Your objective: From the sales guidance passage, list every rule given under the heading "Language Rules."

Document passage:

==========

2. When the prospect is evaluating them:
“Great company. Here’s how we think about it differently: [key differentiator]. The best way to decide is [specific test or question]. Happy to do a side-by-side if that’s helpful.”
3. When the prospect is leaning toward them:
“Makes sense they’d be on your shortlist. Before you decide, worth asking them about [specific weakness disguised as an honest question]. We’ve found that’s where the biggest differences show up in practice.”
Language Rules
- Never trash-talk competitors (it backfires)
- Acknowledge their strengths genuinely
- Focus on DIFFERENCES, not “better/worse”
- Use customer language, not your internal language
- Let weaknesses surface through questions, not statements
Monitoring & Updates
Set Up Ongoing Monitoring
- Google Alerts for competitor names + key personnel
- Track their changelog/release notes monthly
- Monitor review sites quarterly for sentiment shifts
- Check careers page monthly for strategic signals
- Follow key employees on LinkedIn/Twitter for informal signals
- Track pricing page changes (use Visualping or similar)

==========

[Entries contained in a dataset]
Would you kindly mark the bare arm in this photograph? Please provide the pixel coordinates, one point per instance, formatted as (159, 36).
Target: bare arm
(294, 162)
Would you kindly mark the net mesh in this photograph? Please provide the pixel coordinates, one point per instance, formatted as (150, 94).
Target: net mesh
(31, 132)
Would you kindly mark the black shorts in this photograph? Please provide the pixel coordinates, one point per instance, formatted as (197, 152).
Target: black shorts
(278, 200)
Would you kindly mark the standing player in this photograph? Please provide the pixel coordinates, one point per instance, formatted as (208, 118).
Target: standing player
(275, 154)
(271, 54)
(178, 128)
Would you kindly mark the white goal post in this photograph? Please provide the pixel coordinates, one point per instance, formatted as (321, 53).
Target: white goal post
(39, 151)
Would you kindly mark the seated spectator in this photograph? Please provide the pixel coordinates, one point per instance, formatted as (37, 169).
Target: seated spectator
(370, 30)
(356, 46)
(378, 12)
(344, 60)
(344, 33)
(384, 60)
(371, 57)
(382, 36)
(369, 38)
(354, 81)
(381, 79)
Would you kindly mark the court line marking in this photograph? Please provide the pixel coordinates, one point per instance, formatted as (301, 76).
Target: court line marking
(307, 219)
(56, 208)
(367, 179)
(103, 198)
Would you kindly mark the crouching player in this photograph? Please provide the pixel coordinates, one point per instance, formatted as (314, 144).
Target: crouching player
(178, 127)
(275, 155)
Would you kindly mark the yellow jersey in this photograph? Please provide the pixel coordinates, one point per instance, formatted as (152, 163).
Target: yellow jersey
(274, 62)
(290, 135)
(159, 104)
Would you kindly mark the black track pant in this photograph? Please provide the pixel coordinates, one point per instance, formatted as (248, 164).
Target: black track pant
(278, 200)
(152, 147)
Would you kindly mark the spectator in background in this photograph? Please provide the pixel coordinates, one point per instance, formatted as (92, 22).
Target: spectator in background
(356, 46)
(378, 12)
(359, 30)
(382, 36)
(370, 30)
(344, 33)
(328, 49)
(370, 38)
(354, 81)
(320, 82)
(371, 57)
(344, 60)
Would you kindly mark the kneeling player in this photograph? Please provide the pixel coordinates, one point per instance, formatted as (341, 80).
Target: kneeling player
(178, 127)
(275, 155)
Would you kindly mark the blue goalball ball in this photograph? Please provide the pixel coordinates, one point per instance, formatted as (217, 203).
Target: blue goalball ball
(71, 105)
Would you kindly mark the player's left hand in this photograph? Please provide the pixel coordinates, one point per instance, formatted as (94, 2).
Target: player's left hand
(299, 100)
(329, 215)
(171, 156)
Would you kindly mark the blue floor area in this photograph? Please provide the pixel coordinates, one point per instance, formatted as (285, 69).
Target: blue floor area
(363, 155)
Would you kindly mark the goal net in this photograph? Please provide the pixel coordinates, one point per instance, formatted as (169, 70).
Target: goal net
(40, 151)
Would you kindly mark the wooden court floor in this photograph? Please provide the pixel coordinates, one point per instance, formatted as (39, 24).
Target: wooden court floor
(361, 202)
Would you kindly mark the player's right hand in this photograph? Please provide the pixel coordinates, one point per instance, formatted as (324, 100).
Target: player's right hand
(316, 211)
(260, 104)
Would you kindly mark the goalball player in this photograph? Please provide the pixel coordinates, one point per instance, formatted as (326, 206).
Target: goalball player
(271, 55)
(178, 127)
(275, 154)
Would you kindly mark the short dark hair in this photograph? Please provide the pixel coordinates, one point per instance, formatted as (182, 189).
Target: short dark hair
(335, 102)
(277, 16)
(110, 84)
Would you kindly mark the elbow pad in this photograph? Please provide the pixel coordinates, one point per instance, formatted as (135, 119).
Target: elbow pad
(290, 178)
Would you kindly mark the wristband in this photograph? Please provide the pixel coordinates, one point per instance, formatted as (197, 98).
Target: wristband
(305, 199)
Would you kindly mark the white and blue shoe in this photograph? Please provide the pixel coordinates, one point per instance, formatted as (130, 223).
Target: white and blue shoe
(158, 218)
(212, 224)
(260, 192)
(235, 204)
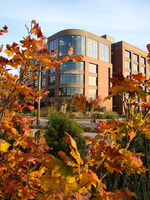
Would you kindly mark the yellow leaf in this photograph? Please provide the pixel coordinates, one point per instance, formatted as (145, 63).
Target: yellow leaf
(9, 52)
(4, 146)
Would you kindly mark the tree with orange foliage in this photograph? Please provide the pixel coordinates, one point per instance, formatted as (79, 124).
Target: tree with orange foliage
(27, 171)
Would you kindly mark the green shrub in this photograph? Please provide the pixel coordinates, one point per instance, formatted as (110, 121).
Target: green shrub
(56, 127)
(98, 115)
(111, 115)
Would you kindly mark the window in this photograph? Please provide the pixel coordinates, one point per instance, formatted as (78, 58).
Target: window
(92, 80)
(136, 67)
(143, 70)
(54, 45)
(127, 54)
(52, 70)
(76, 41)
(36, 84)
(92, 68)
(51, 93)
(104, 52)
(71, 78)
(135, 57)
(92, 93)
(92, 48)
(43, 72)
(127, 65)
(70, 91)
(43, 82)
(52, 80)
(70, 65)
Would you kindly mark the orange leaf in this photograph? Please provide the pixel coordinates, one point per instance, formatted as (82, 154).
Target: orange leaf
(70, 51)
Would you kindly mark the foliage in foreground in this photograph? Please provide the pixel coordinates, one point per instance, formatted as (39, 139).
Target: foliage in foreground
(27, 172)
(57, 126)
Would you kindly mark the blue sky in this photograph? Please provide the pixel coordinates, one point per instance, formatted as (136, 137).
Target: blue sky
(127, 20)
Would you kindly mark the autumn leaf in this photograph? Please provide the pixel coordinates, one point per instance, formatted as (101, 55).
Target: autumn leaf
(70, 51)
(4, 146)
(74, 152)
(4, 30)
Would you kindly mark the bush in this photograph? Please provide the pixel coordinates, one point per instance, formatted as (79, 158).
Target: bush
(111, 115)
(56, 127)
(98, 115)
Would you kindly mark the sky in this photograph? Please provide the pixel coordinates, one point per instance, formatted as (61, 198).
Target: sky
(125, 20)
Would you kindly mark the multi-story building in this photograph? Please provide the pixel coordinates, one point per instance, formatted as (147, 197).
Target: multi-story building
(129, 60)
(89, 77)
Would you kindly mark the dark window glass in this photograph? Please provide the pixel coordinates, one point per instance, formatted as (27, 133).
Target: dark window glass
(76, 41)
(92, 68)
(51, 93)
(43, 82)
(127, 54)
(71, 78)
(143, 60)
(104, 52)
(92, 48)
(70, 65)
(52, 80)
(92, 80)
(127, 65)
(92, 93)
(135, 57)
(70, 91)
(54, 45)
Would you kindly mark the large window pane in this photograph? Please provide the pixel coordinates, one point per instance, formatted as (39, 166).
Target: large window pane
(92, 48)
(143, 60)
(43, 82)
(71, 78)
(51, 93)
(52, 80)
(92, 80)
(52, 70)
(53, 45)
(76, 41)
(127, 54)
(70, 91)
(135, 57)
(92, 68)
(104, 52)
(127, 65)
(70, 65)
(92, 93)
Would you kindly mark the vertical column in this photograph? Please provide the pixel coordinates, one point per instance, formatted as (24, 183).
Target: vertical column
(57, 82)
(86, 79)
(132, 64)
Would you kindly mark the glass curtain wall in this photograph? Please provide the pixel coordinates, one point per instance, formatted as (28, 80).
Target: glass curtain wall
(76, 41)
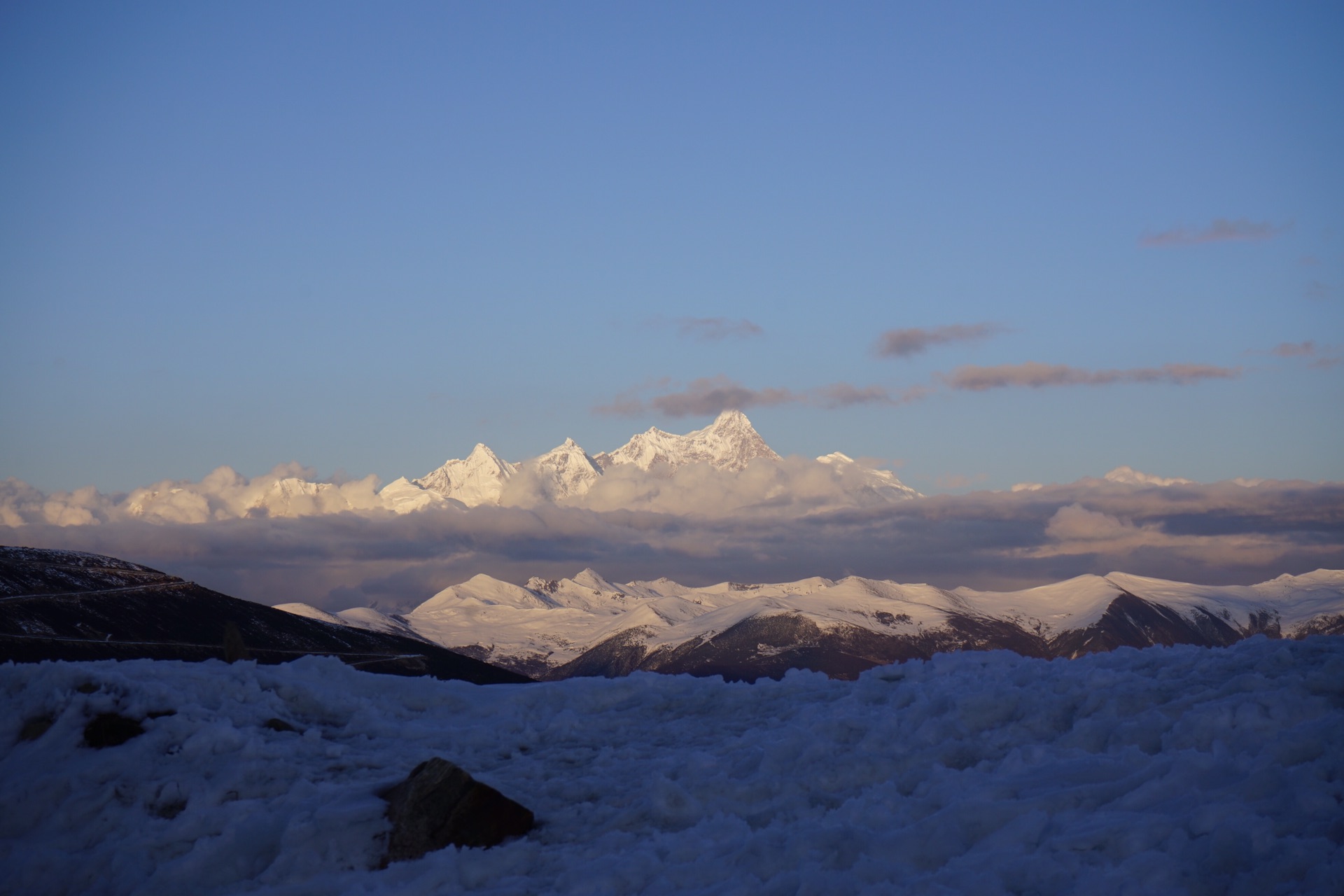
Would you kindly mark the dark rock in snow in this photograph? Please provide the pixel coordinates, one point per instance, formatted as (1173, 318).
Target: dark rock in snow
(35, 727)
(234, 647)
(111, 729)
(440, 805)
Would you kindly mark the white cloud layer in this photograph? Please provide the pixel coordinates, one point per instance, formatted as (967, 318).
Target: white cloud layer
(274, 538)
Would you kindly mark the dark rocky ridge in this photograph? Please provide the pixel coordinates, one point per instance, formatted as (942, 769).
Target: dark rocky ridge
(66, 605)
(771, 645)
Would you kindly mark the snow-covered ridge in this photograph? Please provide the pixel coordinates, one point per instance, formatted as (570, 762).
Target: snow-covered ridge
(545, 625)
(730, 444)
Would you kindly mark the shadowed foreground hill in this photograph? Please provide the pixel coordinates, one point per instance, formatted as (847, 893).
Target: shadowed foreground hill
(66, 605)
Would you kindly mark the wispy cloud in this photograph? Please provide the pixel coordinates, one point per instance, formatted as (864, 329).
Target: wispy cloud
(1317, 356)
(1222, 230)
(772, 523)
(707, 397)
(711, 330)
(710, 396)
(1035, 375)
(902, 343)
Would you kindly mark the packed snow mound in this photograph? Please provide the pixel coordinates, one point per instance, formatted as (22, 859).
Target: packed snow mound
(564, 472)
(1149, 771)
(729, 444)
(312, 613)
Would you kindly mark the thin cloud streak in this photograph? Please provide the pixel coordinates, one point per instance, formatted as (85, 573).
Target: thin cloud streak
(904, 343)
(702, 526)
(714, 330)
(1319, 358)
(1222, 230)
(1037, 375)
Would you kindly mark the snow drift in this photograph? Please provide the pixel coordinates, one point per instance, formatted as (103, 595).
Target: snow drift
(1159, 771)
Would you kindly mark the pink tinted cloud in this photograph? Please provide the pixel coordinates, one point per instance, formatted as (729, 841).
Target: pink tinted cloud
(1035, 375)
(1222, 230)
(902, 343)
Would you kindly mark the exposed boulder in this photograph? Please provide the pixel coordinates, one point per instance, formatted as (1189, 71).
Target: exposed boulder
(111, 729)
(440, 805)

==========

Reply:
- Never trash-talk competitors (it backfires)
- Acknowledge their strengths genuinely
- Focus on DIFFERENCES, not "better/worse"
- Use customer language, not your internal language
- Let weaknesses surface through questions, not statements